All lines from the one with "Can you find the damaged" to the end of the material, both included, are to be written out exactly and without anything else.
(Provided information begins)
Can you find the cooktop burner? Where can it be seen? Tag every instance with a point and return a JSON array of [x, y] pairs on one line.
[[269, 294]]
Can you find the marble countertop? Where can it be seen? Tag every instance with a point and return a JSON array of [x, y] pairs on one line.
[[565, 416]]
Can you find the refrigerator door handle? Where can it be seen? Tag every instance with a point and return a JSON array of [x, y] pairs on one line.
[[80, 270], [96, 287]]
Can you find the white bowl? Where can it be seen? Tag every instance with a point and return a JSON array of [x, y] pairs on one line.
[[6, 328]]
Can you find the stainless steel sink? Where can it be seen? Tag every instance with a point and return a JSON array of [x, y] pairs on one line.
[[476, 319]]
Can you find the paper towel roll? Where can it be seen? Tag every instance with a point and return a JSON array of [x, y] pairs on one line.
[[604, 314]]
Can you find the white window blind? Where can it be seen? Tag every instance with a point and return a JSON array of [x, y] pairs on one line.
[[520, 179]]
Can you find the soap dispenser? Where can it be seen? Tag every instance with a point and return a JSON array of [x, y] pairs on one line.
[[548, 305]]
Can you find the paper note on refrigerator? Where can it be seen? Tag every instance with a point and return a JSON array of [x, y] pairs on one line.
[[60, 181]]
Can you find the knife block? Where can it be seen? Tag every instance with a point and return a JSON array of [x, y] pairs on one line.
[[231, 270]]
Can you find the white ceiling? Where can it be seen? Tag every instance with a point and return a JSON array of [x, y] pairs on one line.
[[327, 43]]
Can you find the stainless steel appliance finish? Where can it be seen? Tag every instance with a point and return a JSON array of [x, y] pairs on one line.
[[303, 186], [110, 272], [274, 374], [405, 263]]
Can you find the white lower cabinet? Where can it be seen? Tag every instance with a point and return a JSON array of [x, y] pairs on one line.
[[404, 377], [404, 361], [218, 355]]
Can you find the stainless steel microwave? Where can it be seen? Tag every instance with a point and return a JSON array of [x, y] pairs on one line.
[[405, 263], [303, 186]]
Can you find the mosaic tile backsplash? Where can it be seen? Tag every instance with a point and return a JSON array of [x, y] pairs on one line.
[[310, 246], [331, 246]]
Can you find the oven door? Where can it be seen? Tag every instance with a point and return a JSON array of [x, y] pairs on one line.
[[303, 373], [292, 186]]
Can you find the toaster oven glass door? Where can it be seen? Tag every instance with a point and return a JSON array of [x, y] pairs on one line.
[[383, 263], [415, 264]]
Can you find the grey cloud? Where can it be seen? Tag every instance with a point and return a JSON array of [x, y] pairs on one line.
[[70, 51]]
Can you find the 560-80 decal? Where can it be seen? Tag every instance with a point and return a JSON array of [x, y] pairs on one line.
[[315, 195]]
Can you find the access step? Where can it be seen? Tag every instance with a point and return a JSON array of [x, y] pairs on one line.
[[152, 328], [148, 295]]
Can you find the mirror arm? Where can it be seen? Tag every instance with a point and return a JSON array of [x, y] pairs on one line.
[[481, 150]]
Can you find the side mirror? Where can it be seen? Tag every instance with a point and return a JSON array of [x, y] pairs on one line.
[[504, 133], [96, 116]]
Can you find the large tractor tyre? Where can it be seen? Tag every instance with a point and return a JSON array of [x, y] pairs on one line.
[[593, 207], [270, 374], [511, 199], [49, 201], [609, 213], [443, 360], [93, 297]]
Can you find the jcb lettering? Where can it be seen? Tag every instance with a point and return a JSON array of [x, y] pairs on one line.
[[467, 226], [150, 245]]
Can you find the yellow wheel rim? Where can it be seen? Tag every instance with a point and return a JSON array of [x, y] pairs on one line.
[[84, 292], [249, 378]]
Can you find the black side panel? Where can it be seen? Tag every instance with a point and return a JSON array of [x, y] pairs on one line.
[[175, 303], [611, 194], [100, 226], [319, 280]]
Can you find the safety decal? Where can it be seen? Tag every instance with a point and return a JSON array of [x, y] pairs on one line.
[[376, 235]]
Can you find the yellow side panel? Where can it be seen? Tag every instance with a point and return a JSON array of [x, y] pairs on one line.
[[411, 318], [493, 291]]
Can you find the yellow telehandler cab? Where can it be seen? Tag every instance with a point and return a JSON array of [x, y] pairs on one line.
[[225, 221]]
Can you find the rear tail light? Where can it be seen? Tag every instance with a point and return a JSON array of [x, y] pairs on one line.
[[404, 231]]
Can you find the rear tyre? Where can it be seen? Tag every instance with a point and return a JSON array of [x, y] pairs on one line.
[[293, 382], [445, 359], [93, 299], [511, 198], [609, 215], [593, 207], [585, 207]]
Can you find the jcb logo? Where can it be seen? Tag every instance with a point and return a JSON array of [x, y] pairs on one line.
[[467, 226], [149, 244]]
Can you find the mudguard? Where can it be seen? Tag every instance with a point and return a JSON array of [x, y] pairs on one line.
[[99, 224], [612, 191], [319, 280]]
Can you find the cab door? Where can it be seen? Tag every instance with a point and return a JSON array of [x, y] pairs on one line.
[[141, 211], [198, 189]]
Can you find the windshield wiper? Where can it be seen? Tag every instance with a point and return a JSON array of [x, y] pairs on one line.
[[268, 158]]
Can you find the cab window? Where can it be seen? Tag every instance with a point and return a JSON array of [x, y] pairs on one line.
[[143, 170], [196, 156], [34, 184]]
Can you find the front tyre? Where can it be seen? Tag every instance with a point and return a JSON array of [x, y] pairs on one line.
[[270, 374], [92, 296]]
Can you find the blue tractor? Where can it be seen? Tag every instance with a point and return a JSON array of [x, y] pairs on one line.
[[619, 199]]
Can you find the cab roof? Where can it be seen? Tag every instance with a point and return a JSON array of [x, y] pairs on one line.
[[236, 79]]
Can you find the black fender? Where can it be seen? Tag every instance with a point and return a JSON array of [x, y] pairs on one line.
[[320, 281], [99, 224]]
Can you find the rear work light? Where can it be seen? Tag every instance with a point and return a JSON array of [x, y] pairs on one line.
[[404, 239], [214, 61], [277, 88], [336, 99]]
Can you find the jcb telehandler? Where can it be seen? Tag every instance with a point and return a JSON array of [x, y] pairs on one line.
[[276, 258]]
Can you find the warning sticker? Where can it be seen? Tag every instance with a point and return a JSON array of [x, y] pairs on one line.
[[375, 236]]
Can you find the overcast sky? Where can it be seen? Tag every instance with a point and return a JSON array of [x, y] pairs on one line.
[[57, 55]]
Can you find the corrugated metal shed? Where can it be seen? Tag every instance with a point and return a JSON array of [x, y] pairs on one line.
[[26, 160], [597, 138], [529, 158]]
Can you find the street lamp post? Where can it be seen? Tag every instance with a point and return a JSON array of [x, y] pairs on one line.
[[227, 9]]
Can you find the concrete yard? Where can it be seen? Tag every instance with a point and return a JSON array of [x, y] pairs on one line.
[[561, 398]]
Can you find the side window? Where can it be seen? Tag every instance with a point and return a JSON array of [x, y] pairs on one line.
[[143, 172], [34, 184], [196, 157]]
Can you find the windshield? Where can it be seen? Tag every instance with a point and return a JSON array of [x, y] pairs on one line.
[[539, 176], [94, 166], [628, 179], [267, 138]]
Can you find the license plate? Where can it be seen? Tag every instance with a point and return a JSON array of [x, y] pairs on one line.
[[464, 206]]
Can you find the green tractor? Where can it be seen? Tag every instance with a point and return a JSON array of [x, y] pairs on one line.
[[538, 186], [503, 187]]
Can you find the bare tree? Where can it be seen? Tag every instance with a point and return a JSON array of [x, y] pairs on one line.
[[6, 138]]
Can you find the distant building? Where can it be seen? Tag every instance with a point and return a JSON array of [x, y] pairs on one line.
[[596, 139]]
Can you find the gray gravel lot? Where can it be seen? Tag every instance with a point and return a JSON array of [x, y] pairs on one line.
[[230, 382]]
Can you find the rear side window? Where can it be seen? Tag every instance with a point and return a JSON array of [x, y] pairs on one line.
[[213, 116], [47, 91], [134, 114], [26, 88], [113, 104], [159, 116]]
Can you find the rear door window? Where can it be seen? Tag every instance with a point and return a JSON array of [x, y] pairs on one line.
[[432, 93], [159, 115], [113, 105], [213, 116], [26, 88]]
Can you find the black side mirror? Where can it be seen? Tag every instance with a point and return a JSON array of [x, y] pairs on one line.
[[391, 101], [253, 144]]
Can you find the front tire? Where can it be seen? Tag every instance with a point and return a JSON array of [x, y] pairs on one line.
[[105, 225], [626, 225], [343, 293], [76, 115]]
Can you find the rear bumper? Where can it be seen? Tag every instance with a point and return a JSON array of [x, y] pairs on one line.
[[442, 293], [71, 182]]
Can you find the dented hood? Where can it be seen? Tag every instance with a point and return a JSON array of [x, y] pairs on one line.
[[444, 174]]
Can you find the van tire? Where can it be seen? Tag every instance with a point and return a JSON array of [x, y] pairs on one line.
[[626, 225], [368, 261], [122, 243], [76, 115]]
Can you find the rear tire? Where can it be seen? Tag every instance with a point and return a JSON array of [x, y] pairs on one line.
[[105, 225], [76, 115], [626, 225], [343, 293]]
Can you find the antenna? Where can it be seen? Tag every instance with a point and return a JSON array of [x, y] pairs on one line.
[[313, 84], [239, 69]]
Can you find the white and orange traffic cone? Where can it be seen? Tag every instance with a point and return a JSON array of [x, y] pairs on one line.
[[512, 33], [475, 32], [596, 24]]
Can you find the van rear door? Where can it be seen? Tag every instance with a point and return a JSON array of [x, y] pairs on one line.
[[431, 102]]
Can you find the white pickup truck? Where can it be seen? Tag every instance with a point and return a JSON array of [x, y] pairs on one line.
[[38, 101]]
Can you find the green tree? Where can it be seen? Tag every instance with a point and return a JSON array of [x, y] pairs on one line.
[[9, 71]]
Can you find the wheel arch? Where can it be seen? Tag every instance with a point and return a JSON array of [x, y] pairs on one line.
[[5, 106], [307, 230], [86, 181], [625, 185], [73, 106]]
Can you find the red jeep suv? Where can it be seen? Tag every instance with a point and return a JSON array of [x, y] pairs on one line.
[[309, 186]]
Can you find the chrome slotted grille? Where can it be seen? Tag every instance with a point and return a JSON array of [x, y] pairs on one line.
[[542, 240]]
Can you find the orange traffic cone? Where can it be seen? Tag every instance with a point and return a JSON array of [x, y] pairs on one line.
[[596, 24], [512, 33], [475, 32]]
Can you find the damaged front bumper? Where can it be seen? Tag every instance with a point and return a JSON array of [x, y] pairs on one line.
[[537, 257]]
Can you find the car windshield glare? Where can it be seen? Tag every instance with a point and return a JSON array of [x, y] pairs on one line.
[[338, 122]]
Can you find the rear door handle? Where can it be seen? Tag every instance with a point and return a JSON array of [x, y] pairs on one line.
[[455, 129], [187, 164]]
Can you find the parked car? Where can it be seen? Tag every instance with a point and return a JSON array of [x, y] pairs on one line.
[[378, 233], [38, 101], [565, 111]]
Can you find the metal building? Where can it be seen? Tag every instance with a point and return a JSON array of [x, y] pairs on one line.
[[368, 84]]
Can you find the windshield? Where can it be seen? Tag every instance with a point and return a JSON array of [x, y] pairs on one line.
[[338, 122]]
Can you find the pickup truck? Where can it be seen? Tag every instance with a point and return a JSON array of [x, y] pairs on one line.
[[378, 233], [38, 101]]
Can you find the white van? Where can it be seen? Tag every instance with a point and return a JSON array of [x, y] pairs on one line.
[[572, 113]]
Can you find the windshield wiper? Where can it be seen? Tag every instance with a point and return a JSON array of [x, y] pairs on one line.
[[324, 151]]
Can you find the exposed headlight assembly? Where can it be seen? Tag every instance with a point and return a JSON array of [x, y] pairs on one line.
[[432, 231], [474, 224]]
(Provided information ends)
**Written reply:**
Can you find the damaged front bumper? Where can it be seen? Tag every instance with a point and return a JSON array of [x, y] pairs on one line.
[[537, 257]]
Can you find the car windshield glare? Where can it be seen? Tag every instance with a point and return a JSON array of [x, y] pairs on one line.
[[338, 122]]
Can you find the rear door handle? Where can it be seen? Tag every instance with a point and return a JSON array of [x, y] pairs on one line.
[[455, 129], [187, 164]]
Can you find the parked car? Where can it be seen? Tag every instance with a point and return a JSON array of [x, y] pairs on one line.
[[378, 233], [38, 101], [565, 111]]
Can you find the metal building? Where can it be seen? Tag every instance with a point and return a JSON array of [x, y] pairs on one line.
[[368, 84]]
Can you find the windshield? Where can it be seen? Tag every instance with a point and return a JSON array of [x, y] pairs on one line.
[[338, 122]]
Can you find the pickup truck? Where can it be seen? Tag every instance with a point and return a JSON array of [x, y] pairs on one line.
[[378, 233], [38, 101]]
Can you find the white van? Where can it be seen? Tag every instance with a point and return a JSON array of [x, y] pairs on one line.
[[572, 113]]
Can you find the windshield wiper? Where can it be seen? Tag every instance with a point and return a JSON array of [x, y] pairs on one line.
[[324, 151]]
Can you find the exposed headlight assembly? Where can it be seen? Tag every instance with a point and return a JSON array of [x, y] pairs on one line.
[[432, 231], [474, 224]]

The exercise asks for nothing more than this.